> [Given task 1] Find every line in the rows below that contains the word "paddle", and copy each of those lines.

> [Reading passage]
********************

One of the principal arguments put forth by Brexit supporters is that by freeing the UK from the stranglehold of EU law, the country will be able to expand its markets through increased bilateral trade and enhance economic growth. This book tests this proposition by reference to the car industry.

Brexit and the Car Industry explores the international position of the car market to argue that the hope of Brexit bringing regulatory freedom is illusory. The book starts by examining the structure of the vehicle industry, how its regulatory framework evolved and how the environment in which it operates is constrained by international standards and the practicalities associated with trading across different regulatory systems. By examining the evolution of vehicle regulations, particularly related to the environment, it argues that a UK independent path is not only impractical but self-defeating. The private car market is structured in such a way that is global, and meeting the various international regulatory requirements is a price of entry requirement which no bilateral trade agreements are likely to alter. The book also considers changing environment affecting the car industry in the context of an aspiration for regulatory freedom. The response to climate change and the impact of technological change – specifically driverless vehicles – are big questions for the industry and both are examined in this book. The book also considers the emergence of large metropolitan areas imposing their own use and environmental requirements operating separately to national standards. The future of electric and autonomous vehicles combined with the complexity of the regulatory environment with both international and localised pollution measures make the UK navigating a safe independent path through with a viable car industry highly questionable.

********************

> [Given task 2] According to the book description above, what two big questions for the car industry does the book examine?

********************

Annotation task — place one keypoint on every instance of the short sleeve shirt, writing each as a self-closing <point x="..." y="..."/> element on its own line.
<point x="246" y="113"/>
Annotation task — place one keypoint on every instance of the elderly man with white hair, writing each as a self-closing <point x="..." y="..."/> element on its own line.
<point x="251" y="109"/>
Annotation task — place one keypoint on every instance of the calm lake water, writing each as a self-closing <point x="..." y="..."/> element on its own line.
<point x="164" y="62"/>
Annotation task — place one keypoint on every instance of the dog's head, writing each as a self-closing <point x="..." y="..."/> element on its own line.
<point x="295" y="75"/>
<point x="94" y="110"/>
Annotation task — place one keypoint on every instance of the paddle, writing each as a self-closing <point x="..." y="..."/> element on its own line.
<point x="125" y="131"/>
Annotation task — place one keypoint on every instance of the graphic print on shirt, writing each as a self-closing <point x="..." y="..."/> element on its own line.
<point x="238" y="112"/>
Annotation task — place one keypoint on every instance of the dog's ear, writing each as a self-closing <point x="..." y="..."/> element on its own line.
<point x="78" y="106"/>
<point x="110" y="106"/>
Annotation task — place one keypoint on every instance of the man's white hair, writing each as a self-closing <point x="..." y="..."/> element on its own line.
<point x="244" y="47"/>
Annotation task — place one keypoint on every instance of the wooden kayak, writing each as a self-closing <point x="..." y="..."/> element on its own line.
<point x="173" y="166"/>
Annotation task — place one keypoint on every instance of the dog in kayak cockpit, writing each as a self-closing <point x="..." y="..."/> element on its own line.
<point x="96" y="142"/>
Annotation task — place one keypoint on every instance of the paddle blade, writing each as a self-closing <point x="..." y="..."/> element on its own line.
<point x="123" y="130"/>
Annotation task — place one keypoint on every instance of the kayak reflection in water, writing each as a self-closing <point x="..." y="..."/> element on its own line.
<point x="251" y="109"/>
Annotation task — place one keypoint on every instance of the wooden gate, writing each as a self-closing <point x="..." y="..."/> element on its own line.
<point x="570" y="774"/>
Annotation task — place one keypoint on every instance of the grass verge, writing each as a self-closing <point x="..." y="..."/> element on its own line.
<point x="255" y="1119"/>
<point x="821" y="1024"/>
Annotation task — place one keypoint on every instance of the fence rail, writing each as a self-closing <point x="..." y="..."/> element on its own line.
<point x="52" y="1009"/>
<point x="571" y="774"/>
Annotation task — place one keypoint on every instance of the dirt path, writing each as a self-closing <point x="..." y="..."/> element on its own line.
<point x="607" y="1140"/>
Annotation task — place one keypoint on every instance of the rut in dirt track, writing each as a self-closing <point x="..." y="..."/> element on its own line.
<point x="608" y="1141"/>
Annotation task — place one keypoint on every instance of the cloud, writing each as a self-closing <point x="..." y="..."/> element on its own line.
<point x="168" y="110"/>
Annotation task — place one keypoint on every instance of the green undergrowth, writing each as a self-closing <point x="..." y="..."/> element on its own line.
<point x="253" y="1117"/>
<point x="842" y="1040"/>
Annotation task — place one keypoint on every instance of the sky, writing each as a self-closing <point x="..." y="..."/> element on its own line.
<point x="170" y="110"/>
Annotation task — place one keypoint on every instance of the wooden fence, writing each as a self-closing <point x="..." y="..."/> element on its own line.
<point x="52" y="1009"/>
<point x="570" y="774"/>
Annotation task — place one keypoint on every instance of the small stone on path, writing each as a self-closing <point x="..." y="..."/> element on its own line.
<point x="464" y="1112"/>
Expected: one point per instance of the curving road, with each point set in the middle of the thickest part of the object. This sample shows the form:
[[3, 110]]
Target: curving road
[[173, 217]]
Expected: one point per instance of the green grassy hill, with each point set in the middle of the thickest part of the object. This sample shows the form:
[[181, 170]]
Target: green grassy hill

********************

> [Complete answer 1]
Annotation task — place one keypoint on every instance of the paddle, writing each as a self-closing <point x="..." y="..."/> element on its own line.
Annotation task — place one keypoint on every instance of the paddle blade, writing each as a self-closing <point x="..." y="..."/> element on its own line.

> [Complete answer 2] The response to climate change and the impact of technological change, specifically driverless vehicles.